Aim of the exercise: Everything in the data must be repeated exactly, apart from the pictures, which are left out.

Records provided:

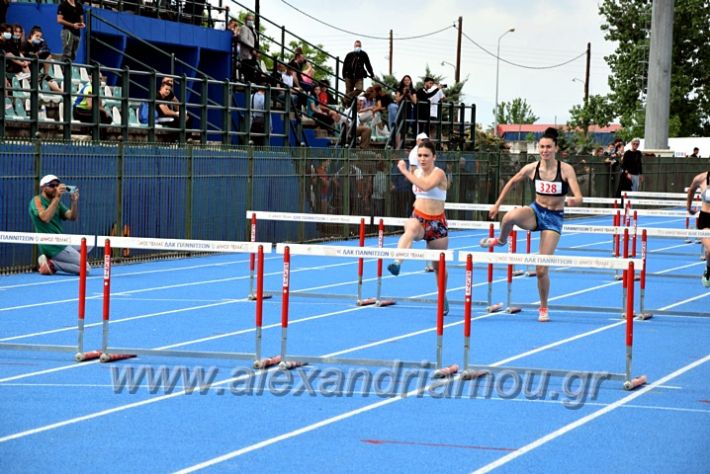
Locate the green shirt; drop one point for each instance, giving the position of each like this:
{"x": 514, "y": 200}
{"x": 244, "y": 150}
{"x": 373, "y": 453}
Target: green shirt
{"x": 54, "y": 226}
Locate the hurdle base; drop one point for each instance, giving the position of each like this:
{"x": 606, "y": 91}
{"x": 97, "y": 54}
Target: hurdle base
{"x": 446, "y": 372}
{"x": 268, "y": 362}
{"x": 265, "y": 296}
{"x": 635, "y": 382}
{"x": 87, "y": 356}
{"x": 106, "y": 358}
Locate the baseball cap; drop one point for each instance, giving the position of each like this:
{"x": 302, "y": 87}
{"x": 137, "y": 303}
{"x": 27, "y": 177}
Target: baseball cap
{"x": 48, "y": 179}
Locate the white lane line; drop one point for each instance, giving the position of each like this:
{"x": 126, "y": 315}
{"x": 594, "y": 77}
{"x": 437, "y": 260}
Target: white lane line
{"x": 586, "y": 419}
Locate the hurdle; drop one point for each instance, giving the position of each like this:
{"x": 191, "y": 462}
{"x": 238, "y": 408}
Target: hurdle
{"x": 377, "y": 300}
{"x": 473, "y": 371}
{"x": 84, "y": 241}
{"x": 287, "y": 361}
{"x": 112, "y": 354}
{"x": 361, "y": 221}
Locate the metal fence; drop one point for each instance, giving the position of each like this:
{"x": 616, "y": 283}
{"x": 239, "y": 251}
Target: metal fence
{"x": 203, "y": 192}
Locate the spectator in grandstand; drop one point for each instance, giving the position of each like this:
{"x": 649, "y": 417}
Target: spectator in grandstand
{"x": 631, "y": 166}
{"x": 323, "y": 186}
{"x": 306, "y": 77}
{"x": 258, "y": 117}
{"x": 285, "y": 80}
{"x": 380, "y": 131}
{"x": 47, "y": 211}
{"x": 356, "y": 67}
{"x": 167, "y": 108}
{"x": 35, "y": 47}
{"x": 3, "y": 10}
{"x": 70, "y": 14}
{"x": 15, "y": 64}
{"x": 248, "y": 47}
{"x": 318, "y": 112}
{"x": 428, "y": 98}
{"x": 326, "y": 95}
{"x": 84, "y": 104}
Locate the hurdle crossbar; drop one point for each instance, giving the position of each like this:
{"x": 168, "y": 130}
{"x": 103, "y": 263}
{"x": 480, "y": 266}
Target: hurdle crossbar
{"x": 214, "y": 246}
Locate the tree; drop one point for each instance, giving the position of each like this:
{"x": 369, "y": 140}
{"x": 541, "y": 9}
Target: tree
{"x": 628, "y": 23}
{"x": 517, "y": 111}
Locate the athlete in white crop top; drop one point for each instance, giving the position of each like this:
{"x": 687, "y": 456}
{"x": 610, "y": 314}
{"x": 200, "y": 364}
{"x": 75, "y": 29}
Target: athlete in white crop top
{"x": 546, "y": 213}
{"x": 428, "y": 221}
{"x": 702, "y": 182}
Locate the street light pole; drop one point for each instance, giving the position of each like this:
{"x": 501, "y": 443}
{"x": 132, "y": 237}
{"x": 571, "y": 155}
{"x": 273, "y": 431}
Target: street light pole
{"x": 495, "y": 110}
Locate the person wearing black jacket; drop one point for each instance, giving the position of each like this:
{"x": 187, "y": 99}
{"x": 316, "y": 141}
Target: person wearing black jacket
{"x": 356, "y": 67}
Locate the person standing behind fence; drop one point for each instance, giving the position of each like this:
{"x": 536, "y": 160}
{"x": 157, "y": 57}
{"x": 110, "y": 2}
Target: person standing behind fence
{"x": 70, "y": 14}
{"x": 553, "y": 180}
{"x": 702, "y": 182}
{"x": 356, "y": 67}
{"x": 428, "y": 98}
{"x": 47, "y": 211}
{"x": 631, "y": 165}
{"x": 428, "y": 220}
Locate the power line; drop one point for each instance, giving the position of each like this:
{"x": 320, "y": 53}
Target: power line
{"x": 522, "y": 65}
{"x": 354, "y": 33}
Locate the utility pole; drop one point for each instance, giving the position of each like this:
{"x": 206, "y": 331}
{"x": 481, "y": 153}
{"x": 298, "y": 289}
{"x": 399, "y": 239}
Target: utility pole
{"x": 391, "y": 51}
{"x": 458, "y": 51}
{"x": 658, "y": 103}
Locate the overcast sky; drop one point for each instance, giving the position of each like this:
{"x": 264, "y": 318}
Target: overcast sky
{"x": 547, "y": 32}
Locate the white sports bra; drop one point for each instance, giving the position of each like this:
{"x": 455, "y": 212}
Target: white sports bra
{"x": 434, "y": 193}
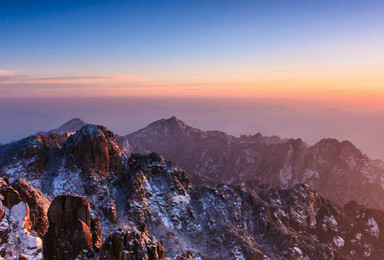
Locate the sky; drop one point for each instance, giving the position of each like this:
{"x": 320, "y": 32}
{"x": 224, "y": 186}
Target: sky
{"x": 307, "y": 56}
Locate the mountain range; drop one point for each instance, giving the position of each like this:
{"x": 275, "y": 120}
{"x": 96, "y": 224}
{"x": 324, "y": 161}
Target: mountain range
{"x": 173, "y": 191}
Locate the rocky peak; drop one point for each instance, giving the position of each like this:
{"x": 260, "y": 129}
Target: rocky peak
{"x": 71, "y": 126}
{"x": 95, "y": 151}
{"x": 72, "y": 230}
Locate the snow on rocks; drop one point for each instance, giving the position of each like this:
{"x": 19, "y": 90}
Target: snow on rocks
{"x": 15, "y": 230}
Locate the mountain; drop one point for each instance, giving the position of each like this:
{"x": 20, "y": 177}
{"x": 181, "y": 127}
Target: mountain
{"x": 79, "y": 196}
{"x": 71, "y": 126}
{"x": 337, "y": 170}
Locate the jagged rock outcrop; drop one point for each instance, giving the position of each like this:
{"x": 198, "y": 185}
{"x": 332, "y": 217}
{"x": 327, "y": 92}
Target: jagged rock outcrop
{"x": 38, "y": 203}
{"x": 147, "y": 199}
{"x": 72, "y": 230}
{"x": 71, "y": 126}
{"x": 337, "y": 170}
{"x": 95, "y": 149}
{"x": 16, "y": 239}
{"x": 133, "y": 244}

Result of this task:
Locate the green shirt; drop one point for each instance, giving the position of each like this:
{"x": 514, "y": 200}
{"x": 244, "y": 150}
{"x": 373, "y": 453}
Target: green shirt
{"x": 54, "y": 226}
Locate the hurdle base; drop one point for each instance, giving the position of each like this:
{"x": 606, "y": 91}
{"x": 97, "y": 54}
Target: hurdle base
{"x": 446, "y": 372}
{"x": 268, "y": 362}
{"x": 265, "y": 296}
{"x": 635, "y": 382}
{"x": 87, "y": 356}
{"x": 106, "y": 358}
Locate the baseball cap; drop one point for each instance, giving the position of each like this:
{"x": 302, "y": 87}
{"x": 137, "y": 303}
{"x": 27, "y": 177}
Target: baseball cap
{"x": 48, "y": 179}
Locate the white lane line; drop one point for each instance, giving the position of each like this:
{"x": 126, "y": 315}
{"x": 594, "y": 77}
{"x": 437, "y": 260}
Target: white lane line
{"x": 586, "y": 419}
Locate the hurdle; drop one point for each instance, giving the position of each like this:
{"x": 191, "y": 462}
{"x": 238, "y": 408}
Target: hurdle
{"x": 377, "y": 300}
{"x": 473, "y": 371}
{"x": 84, "y": 241}
{"x": 287, "y": 361}
{"x": 112, "y": 354}
{"x": 361, "y": 221}
Locate the metal fence; drop one point for each instance, giving the position of each like this:
{"x": 616, "y": 283}
{"x": 239, "y": 251}
Target: metal fence
{"x": 203, "y": 192}
Locate the spectator in grandstand; drop one point for each instance, giving the position of each like this:
{"x": 649, "y": 417}
Target: spectator in grandstand
{"x": 631, "y": 166}
{"x": 323, "y": 186}
{"x": 306, "y": 77}
{"x": 258, "y": 117}
{"x": 285, "y": 80}
{"x": 380, "y": 131}
{"x": 47, "y": 211}
{"x": 356, "y": 67}
{"x": 167, "y": 108}
{"x": 35, "y": 47}
{"x": 3, "y": 10}
{"x": 70, "y": 14}
{"x": 15, "y": 64}
{"x": 248, "y": 47}
{"x": 318, "y": 112}
{"x": 428, "y": 98}
{"x": 326, "y": 95}
{"x": 84, "y": 104}
Locate the hurdle crossbar; drop one point for each instance, giving the position of each like this:
{"x": 168, "y": 130}
{"x": 103, "y": 263}
{"x": 480, "y": 266}
Target: hurdle crossbar
{"x": 214, "y": 246}
Locate the tree; drop one point for each instance, giving the position of each like this:
{"x": 369, "y": 140}
{"x": 541, "y": 9}
Target: tree
{"x": 628, "y": 23}
{"x": 517, "y": 111}
Locate the athlete in white crop top; drop one point for each instance, giving the position of each like this:
{"x": 687, "y": 456}
{"x": 610, "y": 314}
{"x": 200, "y": 364}
{"x": 75, "y": 29}
Target: athlete in white crop top
{"x": 546, "y": 213}
{"x": 428, "y": 221}
{"x": 702, "y": 182}
Locate the street light pole; drop one point for each instance, giving the position of each like this:
{"x": 501, "y": 443}
{"x": 132, "y": 237}
{"x": 571, "y": 155}
{"x": 273, "y": 431}
Target: street light pole
{"x": 495, "y": 110}
Locate the person wearing black jacket; drop one point for each instance, giving the position of each like this:
{"x": 187, "y": 99}
{"x": 316, "y": 141}
Target: person wearing black jacket
{"x": 356, "y": 67}
Locate the person standing behind fence; drop one point for each instance, giving the position of each like this:
{"x": 536, "y": 160}
{"x": 157, "y": 57}
{"x": 110, "y": 2}
Target: person standing behind fence
{"x": 70, "y": 14}
{"x": 553, "y": 180}
{"x": 702, "y": 182}
{"x": 356, "y": 67}
{"x": 428, "y": 98}
{"x": 47, "y": 211}
{"x": 631, "y": 165}
{"x": 428, "y": 220}
Locate the power line; drop one point for each instance, giving the position of each like this:
{"x": 320, "y": 53}
Target: power line
{"x": 522, "y": 65}
{"x": 354, "y": 33}
Locate the utility pole; drop one point for each instance, giving the position of each like this:
{"x": 206, "y": 331}
{"x": 481, "y": 153}
{"x": 298, "y": 289}
{"x": 399, "y": 239}
Target: utility pole
{"x": 391, "y": 51}
{"x": 458, "y": 51}
{"x": 658, "y": 103}
Locate the overcast sky; drop one point for each instance, giving the position of each like this:
{"x": 264, "y": 318}
Target: overcast sky
{"x": 547, "y": 32}
Locate the white sports bra; drop one point for each instance, giving the position of each like this:
{"x": 455, "y": 212}
Target: white sports bra
{"x": 434, "y": 193}
Locate the sky; drop one point for each instance, giving the position of each like this:
{"x": 320, "y": 32}
{"x": 224, "y": 186}
Target: sky
{"x": 307, "y": 56}
Locate the mountain range; drop one point for each instance, giving the position of each like this:
{"x": 275, "y": 120}
{"x": 96, "y": 224}
{"x": 324, "y": 161}
Target: mountain range
{"x": 173, "y": 191}
Locate the rocky peak; drop one point for each instance, giving the position of each like this:
{"x": 260, "y": 129}
Target: rocky peak
{"x": 71, "y": 126}
{"x": 95, "y": 151}
{"x": 72, "y": 230}
Locate the snow on rocks; drop one point for each instance, giving the position of each like this:
{"x": 19, "y": 90}
Target: snow on rocks
{"x": 15, "y": 230}
Locate the mountain; drop one point for each instance, giving the position of each like this:
{"x": 20, "y": 177}
{"x": 181, "y": 127}
Target: mountain
{"x": 79, "y": 196}
{"x": 71, "y": 126}
{"x": 337, "y": 170}
Locate the jagged rock outcrop; drop one point for each instance, giving the position of each like this:
{"x": 198, "y": 185}
{"x": 332, "y": 217}
{"x": 327, "y": 92}
Target: jagged rock outcrop
{"x": 38, "y": 203}
{"x": 147, "y": 199}
{"x": 72, "y": 230}
{"x": 71, "y": 126}
{"x": 337, "y": 170}
{"x": 95, "y": 149}
{"x": 16, "y": 239}
{"x": 133, "y": 244}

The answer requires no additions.